Pluto is a fictional deity appearing in American comic books published by Marvel Comics. The character is based on the Greco-Roman god of the same name.

Publication history

Pluto first appeared in the pages of Thor #127 in 1966 where he was adapted by Stan Lee and drawn by Jack Kirby.

Fictional character biography
Pluto is the Olympian god of the Underworld, death, and the dead, and is the Monarch of Hades. Much of the character's story parallels that of traditional Greek Myth. To wit, after defeating their father Cronus, Pluto and his brothers Zeus and Neptune as well as his sisters Hera, Hestia and Demeter drew lots to divide Cronus' empire among them. Pluto gained control of the Underworld as the judge of the dead. However, in the Marvel Universe, Pluto is a scheming god that plans to overthrow Zeus, which no Greek Myth supports.

His most infamous act is when he takes Zeus' and Demeter's daughter, his niece Persephone (also known as Kore) as his wife against her will. This event goes on to cause him some dismal failures in the future; for instance the Avengers once defeat him when Persephone issues an edict against him. He also became a major enemy of Hercules, when the young Hercules captures Pluto's dog Cerberus as one of his Twelve Labours.

::::

PROBLEM TO SOLVE
Set down, word for word, the part of the Pluto text that starts with "Pluto first appeared" and ends after "Greek Myth supports.".

::::

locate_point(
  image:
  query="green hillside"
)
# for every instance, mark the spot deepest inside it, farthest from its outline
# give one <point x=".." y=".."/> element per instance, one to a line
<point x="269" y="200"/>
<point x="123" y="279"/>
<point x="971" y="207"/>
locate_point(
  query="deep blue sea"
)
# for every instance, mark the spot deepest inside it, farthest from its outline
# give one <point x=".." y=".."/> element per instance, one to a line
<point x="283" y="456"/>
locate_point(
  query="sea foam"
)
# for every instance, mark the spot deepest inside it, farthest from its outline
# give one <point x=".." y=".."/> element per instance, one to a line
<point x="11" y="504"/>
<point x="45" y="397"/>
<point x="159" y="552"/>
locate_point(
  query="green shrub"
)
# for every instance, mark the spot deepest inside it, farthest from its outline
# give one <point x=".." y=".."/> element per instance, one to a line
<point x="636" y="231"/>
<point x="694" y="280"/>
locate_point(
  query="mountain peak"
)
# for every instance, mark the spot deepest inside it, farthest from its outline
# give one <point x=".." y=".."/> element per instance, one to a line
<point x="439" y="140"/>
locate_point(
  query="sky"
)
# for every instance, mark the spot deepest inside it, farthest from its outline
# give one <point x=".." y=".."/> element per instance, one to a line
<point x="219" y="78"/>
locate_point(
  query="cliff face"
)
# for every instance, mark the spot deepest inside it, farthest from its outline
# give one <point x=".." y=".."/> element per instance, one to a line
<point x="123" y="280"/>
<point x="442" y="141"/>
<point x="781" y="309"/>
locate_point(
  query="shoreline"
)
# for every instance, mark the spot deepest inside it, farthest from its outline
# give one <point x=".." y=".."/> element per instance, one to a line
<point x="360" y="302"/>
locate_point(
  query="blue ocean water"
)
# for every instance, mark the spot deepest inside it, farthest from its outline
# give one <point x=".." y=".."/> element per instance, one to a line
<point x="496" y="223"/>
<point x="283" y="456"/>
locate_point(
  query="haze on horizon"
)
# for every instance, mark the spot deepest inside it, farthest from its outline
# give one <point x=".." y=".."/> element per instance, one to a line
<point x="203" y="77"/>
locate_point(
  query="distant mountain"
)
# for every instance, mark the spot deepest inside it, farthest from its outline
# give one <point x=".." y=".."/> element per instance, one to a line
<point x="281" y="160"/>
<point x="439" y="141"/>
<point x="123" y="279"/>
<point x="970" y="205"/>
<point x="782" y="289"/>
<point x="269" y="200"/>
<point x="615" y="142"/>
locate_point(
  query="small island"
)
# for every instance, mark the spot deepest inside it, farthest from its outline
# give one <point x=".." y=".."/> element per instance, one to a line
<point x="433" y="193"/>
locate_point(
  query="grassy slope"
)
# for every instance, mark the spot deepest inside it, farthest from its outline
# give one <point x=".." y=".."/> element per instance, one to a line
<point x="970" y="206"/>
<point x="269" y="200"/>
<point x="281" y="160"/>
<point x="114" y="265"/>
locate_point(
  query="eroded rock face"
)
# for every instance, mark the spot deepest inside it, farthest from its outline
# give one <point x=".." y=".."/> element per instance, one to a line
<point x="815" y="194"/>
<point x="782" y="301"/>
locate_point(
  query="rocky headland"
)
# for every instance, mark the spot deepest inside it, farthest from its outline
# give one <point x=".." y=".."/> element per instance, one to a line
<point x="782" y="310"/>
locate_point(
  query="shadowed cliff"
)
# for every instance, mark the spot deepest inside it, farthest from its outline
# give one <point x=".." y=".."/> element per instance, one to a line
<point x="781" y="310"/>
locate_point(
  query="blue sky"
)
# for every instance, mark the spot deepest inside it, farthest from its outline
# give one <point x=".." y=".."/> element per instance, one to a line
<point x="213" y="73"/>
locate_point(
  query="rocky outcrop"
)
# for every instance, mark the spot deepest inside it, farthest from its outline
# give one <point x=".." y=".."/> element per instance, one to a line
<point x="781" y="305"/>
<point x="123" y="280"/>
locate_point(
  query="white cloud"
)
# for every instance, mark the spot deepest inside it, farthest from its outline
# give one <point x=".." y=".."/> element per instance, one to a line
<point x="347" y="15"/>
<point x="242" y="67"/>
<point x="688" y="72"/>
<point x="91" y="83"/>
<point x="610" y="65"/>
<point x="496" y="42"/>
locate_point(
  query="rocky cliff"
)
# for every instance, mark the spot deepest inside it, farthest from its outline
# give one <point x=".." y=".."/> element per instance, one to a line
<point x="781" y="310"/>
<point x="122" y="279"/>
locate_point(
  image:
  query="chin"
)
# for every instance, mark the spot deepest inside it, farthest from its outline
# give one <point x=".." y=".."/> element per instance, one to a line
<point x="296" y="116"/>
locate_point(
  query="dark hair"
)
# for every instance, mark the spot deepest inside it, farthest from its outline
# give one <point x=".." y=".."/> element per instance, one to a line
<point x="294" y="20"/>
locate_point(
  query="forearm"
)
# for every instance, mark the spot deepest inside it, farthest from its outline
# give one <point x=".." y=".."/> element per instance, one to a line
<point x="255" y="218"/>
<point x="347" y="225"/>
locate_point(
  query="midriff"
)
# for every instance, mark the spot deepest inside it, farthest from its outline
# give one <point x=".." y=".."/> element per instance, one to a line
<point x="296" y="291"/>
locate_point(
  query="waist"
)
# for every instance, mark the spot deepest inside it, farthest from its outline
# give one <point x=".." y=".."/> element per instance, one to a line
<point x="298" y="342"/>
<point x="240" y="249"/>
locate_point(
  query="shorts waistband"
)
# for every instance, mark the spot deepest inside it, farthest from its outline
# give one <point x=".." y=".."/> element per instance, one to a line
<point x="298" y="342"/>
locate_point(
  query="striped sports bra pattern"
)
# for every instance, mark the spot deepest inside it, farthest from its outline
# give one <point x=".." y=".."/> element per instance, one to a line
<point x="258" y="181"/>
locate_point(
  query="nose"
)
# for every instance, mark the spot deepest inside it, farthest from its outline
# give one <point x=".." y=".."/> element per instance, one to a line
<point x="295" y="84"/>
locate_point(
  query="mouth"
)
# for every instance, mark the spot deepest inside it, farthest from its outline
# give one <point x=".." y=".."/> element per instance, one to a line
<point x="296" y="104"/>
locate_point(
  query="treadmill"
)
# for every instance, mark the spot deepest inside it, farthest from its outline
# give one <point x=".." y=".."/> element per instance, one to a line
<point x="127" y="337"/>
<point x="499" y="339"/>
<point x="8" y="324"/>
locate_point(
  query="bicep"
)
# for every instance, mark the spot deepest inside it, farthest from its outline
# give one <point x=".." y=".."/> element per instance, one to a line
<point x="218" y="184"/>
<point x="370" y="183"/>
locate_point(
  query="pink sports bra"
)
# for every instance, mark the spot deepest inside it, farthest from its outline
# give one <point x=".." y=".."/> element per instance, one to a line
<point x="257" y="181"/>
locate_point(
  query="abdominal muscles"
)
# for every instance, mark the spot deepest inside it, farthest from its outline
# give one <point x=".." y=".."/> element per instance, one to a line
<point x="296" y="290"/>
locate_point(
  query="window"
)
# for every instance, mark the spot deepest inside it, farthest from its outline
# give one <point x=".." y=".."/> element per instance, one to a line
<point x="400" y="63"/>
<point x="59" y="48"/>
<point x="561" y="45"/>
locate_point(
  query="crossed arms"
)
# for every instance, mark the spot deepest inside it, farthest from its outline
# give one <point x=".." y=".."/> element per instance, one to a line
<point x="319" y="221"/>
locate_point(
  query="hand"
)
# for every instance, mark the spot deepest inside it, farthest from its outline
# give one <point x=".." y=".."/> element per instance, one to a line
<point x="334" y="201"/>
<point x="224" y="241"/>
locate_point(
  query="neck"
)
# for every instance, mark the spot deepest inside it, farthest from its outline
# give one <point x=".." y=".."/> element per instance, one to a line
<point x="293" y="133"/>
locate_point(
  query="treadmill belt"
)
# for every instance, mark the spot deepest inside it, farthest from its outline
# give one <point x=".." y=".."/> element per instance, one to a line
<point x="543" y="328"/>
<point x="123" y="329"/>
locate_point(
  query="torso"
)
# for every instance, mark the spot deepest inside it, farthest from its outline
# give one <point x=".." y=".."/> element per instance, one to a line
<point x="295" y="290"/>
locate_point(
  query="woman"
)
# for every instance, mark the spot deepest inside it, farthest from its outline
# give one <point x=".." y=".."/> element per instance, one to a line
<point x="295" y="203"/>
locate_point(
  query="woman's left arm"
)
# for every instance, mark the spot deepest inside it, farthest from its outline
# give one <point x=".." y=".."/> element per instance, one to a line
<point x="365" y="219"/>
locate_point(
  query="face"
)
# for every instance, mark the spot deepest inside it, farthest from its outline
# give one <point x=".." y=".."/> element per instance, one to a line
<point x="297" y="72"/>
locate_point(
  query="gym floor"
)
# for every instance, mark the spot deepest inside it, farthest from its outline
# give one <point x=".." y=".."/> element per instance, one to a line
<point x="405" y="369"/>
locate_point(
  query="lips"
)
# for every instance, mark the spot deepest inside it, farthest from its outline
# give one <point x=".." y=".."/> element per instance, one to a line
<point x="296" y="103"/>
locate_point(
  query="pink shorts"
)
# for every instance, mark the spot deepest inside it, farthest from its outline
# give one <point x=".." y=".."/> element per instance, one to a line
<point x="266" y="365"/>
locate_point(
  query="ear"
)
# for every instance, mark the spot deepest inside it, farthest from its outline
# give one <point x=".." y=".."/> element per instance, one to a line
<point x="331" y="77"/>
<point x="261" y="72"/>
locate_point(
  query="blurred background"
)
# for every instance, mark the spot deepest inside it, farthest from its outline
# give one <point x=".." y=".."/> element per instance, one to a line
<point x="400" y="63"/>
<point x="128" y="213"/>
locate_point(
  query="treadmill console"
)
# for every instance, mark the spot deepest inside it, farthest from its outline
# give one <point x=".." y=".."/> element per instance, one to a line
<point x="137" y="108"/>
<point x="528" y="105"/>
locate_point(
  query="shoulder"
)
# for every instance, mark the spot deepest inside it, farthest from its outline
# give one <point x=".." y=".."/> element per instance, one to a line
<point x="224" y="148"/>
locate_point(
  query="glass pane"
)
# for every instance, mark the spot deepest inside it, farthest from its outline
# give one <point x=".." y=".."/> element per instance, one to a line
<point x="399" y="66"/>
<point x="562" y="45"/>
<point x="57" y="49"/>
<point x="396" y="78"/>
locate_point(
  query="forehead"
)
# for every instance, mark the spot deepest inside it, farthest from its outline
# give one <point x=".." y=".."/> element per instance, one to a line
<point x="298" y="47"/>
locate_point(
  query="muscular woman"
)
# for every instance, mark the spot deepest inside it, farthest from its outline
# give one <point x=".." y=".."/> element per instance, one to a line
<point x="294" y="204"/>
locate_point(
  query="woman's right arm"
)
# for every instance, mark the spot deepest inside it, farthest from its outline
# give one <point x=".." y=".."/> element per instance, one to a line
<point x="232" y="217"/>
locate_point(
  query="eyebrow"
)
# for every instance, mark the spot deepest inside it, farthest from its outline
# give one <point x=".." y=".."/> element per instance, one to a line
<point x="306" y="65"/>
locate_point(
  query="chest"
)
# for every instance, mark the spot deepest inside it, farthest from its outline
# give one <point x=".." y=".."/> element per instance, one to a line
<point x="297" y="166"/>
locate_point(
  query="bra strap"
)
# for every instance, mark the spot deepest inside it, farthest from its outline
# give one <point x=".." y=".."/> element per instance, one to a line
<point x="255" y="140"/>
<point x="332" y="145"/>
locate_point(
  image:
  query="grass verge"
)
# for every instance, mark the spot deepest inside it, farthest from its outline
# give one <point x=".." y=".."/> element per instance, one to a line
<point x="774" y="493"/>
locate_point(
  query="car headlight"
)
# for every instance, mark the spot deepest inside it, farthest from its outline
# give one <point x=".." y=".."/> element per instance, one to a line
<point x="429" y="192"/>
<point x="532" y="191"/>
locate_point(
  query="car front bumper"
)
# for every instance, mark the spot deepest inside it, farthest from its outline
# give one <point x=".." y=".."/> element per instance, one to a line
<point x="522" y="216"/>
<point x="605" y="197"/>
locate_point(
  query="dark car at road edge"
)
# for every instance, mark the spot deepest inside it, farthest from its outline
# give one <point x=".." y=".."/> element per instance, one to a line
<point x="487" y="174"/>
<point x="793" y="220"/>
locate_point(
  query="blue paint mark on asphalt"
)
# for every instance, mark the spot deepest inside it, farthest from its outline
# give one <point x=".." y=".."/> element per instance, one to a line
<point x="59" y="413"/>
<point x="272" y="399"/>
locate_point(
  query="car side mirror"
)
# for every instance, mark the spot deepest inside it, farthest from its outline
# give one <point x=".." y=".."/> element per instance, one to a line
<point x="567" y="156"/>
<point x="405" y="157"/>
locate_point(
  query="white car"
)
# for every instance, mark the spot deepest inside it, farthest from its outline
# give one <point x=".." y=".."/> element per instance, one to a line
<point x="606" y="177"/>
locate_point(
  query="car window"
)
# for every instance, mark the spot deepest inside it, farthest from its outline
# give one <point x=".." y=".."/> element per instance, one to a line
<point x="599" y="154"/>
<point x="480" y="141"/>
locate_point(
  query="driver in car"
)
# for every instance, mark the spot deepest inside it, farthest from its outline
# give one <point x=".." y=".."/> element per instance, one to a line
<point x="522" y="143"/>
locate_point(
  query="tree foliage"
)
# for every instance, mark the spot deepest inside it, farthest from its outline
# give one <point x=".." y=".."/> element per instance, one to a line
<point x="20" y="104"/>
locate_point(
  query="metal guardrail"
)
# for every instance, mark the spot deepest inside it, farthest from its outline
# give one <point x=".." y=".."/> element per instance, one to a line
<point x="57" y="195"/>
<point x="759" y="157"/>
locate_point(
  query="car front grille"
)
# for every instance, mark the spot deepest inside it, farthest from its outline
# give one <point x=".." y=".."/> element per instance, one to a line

::::

EXERCISE SOLUTION
Pluto first appeared in the pages of Thor #127 in 1966 where he was adapted by Stan Lee and drawn by Jack Kirby.

Fictional character biography
Pluto is the Olympian god of the Underworld, death, and the dead, and is the Monarch of Hades. Much of the character's story parallels that of traditional Greek Myth. To wit, after defeating their father Cronus, Pluto and his brothers Zeus and Neptune as well as his sisters Hera, Hestia and Demeter drew lots to divide Cronus' empire among them. Pluto gained control of the Underworld as the judge of the dead. However, in the Marvel Universe, Pluto is a scheming god that plans to overthrow Zeus, which no Greek Myth supports.